**Problem 1**: Does each statement agree with the passage on Sabine Franel's film? (a) Luna Park was a 1992 Cannes competition entry. (b) Naming Wild Strawberries earns five points. (c) Le Premier Du Nom is Sabine Franel's first feature film. Answer yes or no for each, quoting the deciding words.
**Problem 2**: Print part of the passage on Sabine Franel's film word for word, starting with "Sabine Franel is" and going on through "Camera d'Or honours.".
**Problem 3**: Proceed with the passage on Sabine Franel's film, picking up after its final sentence.

**Document extract**:
++++

Here's a quiz for those Cannes cineastes out there who think they know everything about the festival. Name a Cannes film in which the main theme is someone who goes on a spiritual journey into the past to unveil a secret. If you hit on Citizen Kane, that's worth a point. Wild Strawberries will get you three. If you mention Pavel Lungin's Luna Park, a 1992 Cannes competition entry, that counts for five. If you name My Home Made South African Movie ­ that outstanding documentary by Jens Meurer, the producer of Nana Djordjadze's delightfully amusing Summer Of 27 Missing Kisses, presented this year in the Directors' Fortnight ­ give yourself eight points. But if you name Sabine Franel's Le Premier Du Nom (The First Name), a French-Swiss co-production programmed in Certain Regard, you've hit the jackpot.

Sabine Franel is better known as a film editor, who has collaborated with Manoel de Oliveira, among others. On the side, and on separate occasions for various reasons, she has made three candid, insightful short films: Les Bottes De Défunct (The Boots Of The Deceased) (1979), Leyla Zana, La Pasionaria Des Kurdes (Leyla Zana, The Pasionaria Of The Kurds) (1996) and Bloc-notes (Block Notes) (1997). With her first feature film, Le Premier Du Nom (The First Name), she's contending for Camera d'Or honours.

++++

**Provided data**:
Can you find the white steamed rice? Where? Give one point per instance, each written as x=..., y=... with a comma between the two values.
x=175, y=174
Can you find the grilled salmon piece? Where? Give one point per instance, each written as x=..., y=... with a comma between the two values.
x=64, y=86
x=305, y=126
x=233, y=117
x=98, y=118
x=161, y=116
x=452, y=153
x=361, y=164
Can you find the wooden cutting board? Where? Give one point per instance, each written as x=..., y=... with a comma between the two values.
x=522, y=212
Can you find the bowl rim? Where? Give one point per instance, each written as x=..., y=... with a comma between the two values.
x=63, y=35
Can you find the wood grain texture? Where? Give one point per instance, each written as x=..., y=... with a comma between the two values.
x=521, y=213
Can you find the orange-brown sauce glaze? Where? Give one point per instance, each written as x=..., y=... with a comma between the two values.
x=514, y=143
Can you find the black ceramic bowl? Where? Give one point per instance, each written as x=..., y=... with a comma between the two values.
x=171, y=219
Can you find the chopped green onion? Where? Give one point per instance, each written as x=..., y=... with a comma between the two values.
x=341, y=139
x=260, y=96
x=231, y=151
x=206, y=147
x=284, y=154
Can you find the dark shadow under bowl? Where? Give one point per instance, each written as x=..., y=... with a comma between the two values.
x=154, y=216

++++

**Exercise output 1**:
(a) Yes: "Pavel Lungin's Luna Park, a 1992 Cannes competition entry"
(b) No: "Wild Strawberries will get you three."
(c) Yes: "With her first feature film, Le Premier Du Nom (The First Name)"

**Exercise output 2**:
Sabine Franel is better known as a film editor, who has collaborated with Manoel de Oliveira, among others. On the side, and on separate occasions for various reasons, she has made three candid, insightful short films: Les Bottes De Défunct (The Boots Of The Deceased) (1979), Leyla Zana, La Pasionaria Des Kurdes (Leyla Zana, The Pasionaria Of The Kurds) (1996) and Bloc-notes (Block Notes) (1997). With her first feature film, Le Premier Du Nom (The First Name), she's contending for Camera d'Or honours.

**Exercise output 3**:
In Le Premier Du Nom we follow two genealogy zealots on a quest: they want to assemble as many descendants of Moîse Blin as possible to see what can be discovered about the man and the times in which he lived. Moîse Blin was an Alsatian Jewish peddler of the 18th century. When many of the descendants gather to join the quest ­ one of whom is Sabine Franel herself ­ the chronicles of this one family reach back to the French Revolution and carry on up to the present day. At the same time, the records offer a fascinating and exemplary history of the European Jew, from persecution to assimilation. Filmed appropriately in black and white, this gives the film an extra documentary edge that certainly fits the theme.

Ron Holloway

Cast
Philippe Blachais, Albert Blin, Claude Bloch, Emile-Jacques Franel, Sabine
Franel, Antoine Grumbach, Gilles Wolkowitsch
Scr Sabine Franel, Nicolas Morel
Prod co Ognon Pictures (France) JMH
Running time 112 min
Int'l Sales
FPI (Paris)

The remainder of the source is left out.